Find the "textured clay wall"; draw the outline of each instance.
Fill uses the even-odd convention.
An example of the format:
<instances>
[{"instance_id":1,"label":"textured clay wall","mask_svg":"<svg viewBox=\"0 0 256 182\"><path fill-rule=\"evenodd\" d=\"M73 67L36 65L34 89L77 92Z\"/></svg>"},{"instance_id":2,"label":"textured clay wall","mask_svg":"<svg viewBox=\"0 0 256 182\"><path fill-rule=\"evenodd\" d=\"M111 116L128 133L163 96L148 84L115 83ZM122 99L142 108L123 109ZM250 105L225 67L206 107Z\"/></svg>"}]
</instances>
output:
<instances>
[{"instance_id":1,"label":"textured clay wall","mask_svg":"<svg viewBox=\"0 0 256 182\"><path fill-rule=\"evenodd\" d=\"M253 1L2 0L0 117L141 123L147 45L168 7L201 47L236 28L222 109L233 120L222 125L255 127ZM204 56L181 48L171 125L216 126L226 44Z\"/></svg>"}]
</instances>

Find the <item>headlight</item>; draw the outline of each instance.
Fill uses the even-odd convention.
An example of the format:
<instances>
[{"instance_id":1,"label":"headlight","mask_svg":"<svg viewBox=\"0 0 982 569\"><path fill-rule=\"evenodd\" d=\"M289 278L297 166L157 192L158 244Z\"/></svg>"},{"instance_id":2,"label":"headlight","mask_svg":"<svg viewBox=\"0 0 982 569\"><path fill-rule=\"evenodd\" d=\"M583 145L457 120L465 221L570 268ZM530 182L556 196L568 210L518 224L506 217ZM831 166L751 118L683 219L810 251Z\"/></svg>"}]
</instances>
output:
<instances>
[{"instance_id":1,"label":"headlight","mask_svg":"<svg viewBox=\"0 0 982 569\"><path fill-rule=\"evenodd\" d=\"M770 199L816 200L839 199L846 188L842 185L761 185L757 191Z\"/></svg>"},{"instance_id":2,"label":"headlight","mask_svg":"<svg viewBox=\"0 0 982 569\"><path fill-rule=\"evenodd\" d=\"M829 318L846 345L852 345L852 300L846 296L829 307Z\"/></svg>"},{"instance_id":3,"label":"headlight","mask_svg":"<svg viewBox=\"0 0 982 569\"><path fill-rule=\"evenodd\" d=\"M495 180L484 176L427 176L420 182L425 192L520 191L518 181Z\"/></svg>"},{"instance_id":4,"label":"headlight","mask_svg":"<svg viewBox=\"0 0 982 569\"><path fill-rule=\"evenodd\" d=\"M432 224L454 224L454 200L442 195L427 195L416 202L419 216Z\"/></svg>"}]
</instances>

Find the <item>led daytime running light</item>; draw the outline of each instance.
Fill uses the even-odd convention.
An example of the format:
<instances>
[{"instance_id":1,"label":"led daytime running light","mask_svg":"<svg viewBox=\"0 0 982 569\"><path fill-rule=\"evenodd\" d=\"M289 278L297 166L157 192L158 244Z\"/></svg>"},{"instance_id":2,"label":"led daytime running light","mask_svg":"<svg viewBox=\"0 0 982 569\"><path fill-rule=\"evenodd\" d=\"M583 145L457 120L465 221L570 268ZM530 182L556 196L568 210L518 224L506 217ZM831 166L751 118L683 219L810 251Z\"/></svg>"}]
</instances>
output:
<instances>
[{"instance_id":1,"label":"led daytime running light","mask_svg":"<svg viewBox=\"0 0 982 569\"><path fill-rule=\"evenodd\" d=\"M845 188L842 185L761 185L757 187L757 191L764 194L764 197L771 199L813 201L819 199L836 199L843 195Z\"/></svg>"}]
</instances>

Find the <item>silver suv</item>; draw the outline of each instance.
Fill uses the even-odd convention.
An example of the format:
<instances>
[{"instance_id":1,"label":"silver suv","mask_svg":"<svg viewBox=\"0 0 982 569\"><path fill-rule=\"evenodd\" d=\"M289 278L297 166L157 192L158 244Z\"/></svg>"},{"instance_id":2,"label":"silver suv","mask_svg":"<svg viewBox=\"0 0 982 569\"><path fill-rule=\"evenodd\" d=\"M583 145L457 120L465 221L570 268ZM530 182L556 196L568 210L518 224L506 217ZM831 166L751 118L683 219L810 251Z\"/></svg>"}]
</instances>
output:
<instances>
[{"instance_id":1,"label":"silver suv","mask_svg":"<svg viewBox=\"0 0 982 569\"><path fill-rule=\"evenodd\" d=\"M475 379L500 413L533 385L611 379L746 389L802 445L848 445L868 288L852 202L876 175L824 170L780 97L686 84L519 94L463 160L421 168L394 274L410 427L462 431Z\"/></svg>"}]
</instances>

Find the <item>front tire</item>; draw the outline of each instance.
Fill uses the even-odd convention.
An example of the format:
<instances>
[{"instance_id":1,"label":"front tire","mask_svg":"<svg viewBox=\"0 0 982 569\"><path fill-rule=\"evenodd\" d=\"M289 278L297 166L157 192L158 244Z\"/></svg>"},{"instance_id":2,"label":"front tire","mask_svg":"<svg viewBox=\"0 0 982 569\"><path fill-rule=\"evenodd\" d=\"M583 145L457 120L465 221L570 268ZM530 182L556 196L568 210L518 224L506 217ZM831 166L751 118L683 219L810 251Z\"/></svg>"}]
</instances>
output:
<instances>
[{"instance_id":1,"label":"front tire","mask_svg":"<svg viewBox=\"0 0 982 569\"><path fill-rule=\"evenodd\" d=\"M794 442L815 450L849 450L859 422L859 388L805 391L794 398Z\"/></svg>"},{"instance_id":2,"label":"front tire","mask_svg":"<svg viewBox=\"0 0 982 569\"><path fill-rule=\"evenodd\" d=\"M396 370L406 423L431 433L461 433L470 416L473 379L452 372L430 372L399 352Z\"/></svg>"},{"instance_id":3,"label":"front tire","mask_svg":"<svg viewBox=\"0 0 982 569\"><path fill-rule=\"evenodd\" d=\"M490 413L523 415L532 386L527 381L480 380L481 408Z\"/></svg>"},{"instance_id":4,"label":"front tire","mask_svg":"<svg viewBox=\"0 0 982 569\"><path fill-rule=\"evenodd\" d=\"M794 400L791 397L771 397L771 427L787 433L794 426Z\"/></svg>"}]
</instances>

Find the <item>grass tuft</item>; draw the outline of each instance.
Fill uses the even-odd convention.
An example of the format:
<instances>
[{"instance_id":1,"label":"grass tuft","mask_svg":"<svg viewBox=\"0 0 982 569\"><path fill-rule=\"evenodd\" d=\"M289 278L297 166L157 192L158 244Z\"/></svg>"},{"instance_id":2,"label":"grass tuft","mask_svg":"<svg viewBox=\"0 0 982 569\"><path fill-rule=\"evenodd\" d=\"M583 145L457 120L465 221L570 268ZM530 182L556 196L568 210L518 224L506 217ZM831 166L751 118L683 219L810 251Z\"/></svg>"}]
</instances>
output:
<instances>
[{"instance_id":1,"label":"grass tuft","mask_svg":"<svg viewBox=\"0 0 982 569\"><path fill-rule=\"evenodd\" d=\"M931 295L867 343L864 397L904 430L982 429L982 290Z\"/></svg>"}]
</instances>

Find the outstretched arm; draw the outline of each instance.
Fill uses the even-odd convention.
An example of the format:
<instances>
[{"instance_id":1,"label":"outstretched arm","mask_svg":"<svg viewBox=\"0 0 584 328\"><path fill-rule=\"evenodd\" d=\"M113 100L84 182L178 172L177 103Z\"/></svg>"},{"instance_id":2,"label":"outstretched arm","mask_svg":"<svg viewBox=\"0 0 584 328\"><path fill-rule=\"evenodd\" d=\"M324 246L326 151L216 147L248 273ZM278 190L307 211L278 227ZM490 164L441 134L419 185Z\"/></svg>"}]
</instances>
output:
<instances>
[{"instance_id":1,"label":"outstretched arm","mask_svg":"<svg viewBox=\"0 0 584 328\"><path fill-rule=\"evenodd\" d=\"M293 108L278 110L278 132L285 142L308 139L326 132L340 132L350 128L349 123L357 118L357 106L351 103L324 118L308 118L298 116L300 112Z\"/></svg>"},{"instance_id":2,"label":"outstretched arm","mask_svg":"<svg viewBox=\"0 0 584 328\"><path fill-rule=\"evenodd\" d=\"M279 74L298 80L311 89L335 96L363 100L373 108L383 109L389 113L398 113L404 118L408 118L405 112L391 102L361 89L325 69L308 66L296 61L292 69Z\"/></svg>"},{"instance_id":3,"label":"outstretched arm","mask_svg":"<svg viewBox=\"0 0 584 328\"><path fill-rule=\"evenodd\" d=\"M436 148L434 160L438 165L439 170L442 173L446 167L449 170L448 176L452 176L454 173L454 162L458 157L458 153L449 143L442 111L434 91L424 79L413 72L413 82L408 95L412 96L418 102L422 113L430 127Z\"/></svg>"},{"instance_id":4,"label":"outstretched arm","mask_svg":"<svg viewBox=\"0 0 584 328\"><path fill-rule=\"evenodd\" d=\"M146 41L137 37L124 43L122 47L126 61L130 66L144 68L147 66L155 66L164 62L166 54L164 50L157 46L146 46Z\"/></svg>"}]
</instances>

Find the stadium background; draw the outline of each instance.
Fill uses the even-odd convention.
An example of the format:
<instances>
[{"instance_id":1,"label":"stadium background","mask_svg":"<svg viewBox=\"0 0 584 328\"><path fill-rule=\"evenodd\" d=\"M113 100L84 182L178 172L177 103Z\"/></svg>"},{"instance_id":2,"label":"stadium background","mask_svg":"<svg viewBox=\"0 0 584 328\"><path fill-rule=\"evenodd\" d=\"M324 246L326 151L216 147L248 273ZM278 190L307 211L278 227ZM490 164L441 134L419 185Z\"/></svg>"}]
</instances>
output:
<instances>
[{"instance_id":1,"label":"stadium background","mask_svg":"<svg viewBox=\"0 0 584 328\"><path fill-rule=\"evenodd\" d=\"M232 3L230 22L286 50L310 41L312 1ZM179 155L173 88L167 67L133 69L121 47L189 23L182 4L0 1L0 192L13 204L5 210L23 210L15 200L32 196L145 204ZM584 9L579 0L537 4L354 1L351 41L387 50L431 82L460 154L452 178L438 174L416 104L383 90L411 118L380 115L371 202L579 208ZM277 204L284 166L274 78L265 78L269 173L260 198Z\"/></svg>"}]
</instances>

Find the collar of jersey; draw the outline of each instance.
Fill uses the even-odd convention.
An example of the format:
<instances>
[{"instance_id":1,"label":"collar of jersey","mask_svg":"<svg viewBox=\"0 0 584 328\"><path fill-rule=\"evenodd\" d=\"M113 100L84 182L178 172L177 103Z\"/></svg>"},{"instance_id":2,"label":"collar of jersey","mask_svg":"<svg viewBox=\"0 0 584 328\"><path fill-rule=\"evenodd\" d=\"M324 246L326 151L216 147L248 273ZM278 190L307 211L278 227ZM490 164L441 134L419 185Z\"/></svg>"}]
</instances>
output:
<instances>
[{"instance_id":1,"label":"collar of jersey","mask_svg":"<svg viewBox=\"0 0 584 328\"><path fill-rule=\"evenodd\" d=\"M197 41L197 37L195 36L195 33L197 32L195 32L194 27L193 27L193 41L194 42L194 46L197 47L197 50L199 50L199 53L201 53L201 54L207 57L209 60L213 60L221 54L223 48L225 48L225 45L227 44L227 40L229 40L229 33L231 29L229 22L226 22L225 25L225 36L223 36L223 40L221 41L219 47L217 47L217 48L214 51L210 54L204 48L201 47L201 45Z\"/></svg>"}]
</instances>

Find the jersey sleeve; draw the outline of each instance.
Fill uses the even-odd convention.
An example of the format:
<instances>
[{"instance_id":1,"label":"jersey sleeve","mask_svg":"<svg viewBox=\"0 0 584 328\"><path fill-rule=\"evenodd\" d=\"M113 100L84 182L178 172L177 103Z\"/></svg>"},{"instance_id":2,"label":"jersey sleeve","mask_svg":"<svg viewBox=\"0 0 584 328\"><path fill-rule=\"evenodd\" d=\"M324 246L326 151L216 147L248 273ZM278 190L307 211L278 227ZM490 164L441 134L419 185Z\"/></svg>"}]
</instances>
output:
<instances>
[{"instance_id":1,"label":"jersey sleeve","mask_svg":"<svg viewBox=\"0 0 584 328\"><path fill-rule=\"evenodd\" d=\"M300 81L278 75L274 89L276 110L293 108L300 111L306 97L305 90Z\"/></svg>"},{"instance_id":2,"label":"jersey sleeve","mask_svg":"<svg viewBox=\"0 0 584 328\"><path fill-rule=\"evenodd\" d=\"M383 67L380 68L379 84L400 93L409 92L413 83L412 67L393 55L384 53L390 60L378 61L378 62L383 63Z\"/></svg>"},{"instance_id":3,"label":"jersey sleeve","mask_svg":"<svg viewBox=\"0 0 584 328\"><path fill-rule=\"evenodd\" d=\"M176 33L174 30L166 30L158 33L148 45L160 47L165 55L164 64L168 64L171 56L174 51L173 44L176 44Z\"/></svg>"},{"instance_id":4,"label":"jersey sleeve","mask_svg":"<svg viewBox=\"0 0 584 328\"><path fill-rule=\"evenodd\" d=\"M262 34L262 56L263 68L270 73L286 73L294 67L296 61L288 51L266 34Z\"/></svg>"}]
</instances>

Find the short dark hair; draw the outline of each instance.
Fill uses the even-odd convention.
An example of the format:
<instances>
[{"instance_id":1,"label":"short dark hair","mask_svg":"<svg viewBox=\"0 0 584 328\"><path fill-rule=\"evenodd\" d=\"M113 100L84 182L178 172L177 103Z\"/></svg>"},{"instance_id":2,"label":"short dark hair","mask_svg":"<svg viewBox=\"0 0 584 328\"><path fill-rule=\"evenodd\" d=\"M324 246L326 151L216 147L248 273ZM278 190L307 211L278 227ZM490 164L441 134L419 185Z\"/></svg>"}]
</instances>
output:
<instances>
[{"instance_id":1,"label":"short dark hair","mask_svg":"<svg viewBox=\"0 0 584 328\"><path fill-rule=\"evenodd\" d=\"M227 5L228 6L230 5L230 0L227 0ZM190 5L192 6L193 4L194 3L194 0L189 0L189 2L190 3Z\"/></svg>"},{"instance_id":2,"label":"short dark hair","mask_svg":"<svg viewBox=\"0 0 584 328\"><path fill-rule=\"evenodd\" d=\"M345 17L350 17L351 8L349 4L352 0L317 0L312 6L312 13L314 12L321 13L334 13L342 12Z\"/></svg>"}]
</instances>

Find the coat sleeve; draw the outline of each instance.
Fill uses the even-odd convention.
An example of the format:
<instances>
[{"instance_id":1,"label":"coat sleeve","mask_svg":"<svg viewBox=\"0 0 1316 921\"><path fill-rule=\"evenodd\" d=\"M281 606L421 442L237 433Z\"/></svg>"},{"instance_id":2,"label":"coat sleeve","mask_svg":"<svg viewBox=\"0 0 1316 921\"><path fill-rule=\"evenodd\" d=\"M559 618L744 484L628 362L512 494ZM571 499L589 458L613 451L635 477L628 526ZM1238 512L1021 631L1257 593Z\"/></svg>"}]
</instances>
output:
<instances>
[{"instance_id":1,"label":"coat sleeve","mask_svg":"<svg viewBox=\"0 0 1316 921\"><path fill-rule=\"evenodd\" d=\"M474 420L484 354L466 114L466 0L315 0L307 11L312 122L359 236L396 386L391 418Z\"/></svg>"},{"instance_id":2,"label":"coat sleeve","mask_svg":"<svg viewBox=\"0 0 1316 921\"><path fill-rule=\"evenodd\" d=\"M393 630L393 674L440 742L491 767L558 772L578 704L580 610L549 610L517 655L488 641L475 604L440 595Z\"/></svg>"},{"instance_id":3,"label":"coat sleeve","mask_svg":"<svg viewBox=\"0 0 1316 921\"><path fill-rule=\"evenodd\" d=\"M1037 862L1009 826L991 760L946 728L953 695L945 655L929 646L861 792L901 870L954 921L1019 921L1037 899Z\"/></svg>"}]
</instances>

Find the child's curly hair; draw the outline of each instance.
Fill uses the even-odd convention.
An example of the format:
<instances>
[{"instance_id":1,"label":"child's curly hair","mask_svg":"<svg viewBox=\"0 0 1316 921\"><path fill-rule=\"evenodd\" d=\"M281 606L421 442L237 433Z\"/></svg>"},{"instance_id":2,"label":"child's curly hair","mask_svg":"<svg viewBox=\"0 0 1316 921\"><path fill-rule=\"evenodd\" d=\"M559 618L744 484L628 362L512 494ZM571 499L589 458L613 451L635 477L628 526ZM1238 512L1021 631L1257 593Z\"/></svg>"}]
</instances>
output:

EXERCISE REQUIREMENTS
Please output the stretch of the listing above from the line containing "Find the child's" through the end of the listing as a numbered list, leaving out any blank lines.

EXERCISE SOLUTION
1. Find the child's curly hair; draw the outline of each instance.
2. Fill uses the even-odd convention.
3. An example of the format:
4. <instances>
5. [{"instance_id":1,"label":"child's curly hair","mask_svg":"<svg viewBox=\"0 0 1316 921\"><path fill-rule=\"evenodd\" d=\"M281 606L421 442L237 433Z\"/></svg>"},{"instance_id":2,"label":"child's curly hair","mask_svg":"<svg viewBox=\"0 0 1316 921\"><path fill-rule=\"evenodd\" d=\"M559 618L744 484L628 362L512 494ZM571 499L589 458L613 451L635 477L628 526ZM1238 512L1021 631L1257 593Z\"/></svg>"}]
6. </instances>
7. output:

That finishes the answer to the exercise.